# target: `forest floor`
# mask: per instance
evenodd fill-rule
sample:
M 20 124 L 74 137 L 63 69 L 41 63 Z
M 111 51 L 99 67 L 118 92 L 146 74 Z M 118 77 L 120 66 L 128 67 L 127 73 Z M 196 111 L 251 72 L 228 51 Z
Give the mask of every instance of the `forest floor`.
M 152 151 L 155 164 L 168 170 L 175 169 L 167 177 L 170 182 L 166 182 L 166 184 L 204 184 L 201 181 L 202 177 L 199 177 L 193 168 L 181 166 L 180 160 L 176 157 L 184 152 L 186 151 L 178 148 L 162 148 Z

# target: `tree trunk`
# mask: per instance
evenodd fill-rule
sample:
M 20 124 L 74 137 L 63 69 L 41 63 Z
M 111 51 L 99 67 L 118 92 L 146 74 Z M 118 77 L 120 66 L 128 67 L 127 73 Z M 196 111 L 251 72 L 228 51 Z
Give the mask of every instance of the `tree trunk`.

== == ==

Stated task: Rewrite the items above, putting "per object" wherever "per instance" appears and keeping everything else the same.

Exercise result:
# target: `forest floor`
# mask: per object
evenodd fill-rule
sample:
M 20 124 L 74 137 L 63 69 L 41 63 Z
M 111 51 L 99 67 L 118 92 L 146 74 Z M 118 77 L 120 66 L 128 67 L 127 73 Z M 196 111 L 251 72 L 228 51 Z
Give the mask of every instance of the `forest floor`.
M 152 151 L 155 164 L 168 170 L 175 169 L 167 177 L 170 182 L 166 182 L 166 184 L 204 184 L 201 181 L 202 177 L 199 177 L 193 168 L 181 166 L 180 160 L 176 157 L 184 152 L 186 151 L 178 148 L 162 148 Z

# target: `tree trunk`
# mask: per object
evenodd fill-rule
sample:
M 20 124 L 74 137 L 63 69 L 41 63 Z
M 111 51 L 99 67 L 118 92 L 146 74 Z M 118 77 L 120 66 L 128 67 L 127 73 Z M 196 111 L 251 72 L 228 51 Z
Give the mask of every instance of the `tree trunk`.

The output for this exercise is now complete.